Exercise material Block Start

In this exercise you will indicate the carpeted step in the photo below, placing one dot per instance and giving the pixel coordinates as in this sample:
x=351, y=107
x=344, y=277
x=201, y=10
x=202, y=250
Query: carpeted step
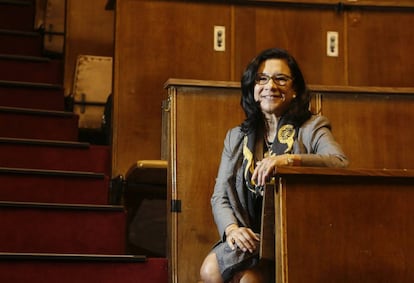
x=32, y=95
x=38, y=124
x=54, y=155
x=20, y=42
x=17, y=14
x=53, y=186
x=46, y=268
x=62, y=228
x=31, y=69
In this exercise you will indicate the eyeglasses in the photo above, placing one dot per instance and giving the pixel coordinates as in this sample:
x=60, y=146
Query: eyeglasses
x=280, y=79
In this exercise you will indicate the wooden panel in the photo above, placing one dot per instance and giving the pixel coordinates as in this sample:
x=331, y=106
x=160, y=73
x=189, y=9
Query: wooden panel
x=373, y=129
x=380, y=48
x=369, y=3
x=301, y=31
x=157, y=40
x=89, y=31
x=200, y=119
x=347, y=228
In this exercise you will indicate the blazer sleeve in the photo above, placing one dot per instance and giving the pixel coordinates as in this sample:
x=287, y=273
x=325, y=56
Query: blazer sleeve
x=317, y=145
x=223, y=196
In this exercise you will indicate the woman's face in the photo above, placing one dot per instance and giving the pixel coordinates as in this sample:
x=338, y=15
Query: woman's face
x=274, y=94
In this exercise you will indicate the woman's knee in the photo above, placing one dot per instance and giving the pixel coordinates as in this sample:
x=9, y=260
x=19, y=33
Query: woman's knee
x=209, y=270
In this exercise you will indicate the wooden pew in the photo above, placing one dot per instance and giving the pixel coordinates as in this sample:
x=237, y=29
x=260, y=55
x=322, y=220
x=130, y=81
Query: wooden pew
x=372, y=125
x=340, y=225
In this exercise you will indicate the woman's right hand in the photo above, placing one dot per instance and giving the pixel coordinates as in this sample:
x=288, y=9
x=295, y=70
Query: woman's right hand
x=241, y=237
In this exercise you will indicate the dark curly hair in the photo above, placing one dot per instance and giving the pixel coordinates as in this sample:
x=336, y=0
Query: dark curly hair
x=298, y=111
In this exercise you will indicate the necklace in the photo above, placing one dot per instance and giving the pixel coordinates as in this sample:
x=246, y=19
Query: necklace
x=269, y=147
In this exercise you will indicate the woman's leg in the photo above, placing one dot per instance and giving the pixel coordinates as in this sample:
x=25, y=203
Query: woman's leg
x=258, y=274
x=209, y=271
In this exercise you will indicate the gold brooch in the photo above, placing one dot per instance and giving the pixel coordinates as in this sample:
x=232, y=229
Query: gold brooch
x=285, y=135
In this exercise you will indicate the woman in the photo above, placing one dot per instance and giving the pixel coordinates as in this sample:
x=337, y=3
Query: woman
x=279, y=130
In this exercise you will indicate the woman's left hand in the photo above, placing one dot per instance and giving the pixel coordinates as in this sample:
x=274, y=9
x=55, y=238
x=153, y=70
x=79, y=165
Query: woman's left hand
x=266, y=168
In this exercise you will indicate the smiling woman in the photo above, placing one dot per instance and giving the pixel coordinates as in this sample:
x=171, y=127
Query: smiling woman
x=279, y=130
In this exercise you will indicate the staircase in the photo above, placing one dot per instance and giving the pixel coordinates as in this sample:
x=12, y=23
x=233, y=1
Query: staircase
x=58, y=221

Exercise material Block End
Exercise material Block Start

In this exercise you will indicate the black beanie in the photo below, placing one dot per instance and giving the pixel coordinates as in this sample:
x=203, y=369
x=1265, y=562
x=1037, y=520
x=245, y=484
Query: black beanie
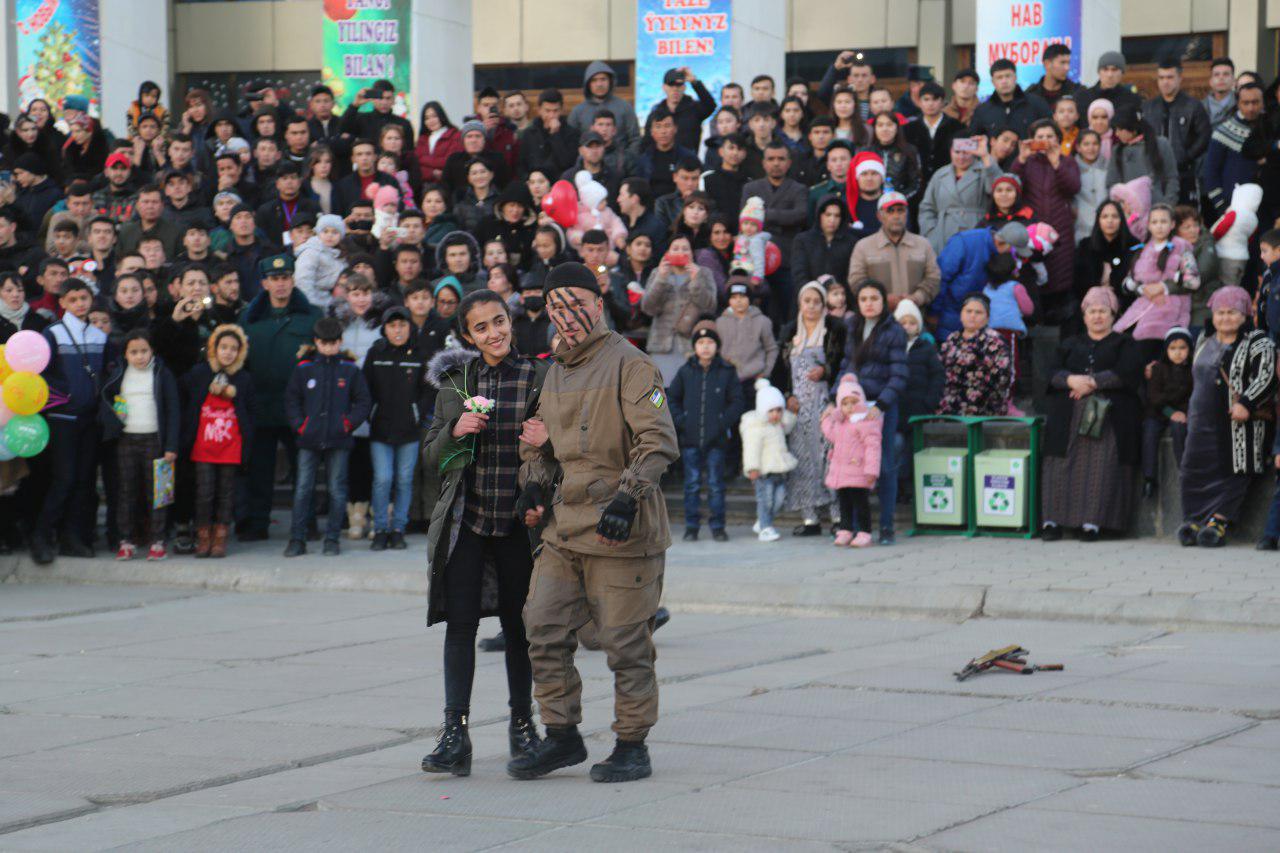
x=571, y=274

Exercise material Block End
Exercise material Block Start

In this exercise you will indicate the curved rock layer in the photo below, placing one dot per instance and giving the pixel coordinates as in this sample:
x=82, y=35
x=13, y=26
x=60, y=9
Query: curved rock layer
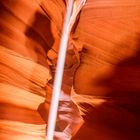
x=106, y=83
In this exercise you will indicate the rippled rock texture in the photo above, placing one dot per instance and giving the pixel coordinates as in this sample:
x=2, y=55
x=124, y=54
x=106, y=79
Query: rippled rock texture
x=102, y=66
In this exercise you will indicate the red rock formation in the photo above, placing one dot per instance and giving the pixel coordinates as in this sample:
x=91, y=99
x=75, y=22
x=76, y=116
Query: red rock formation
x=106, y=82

Exercise material Block End

= What to produce =
Check each line above for the word "below" and give the number of lines that have it, nothing else.

= Result =
3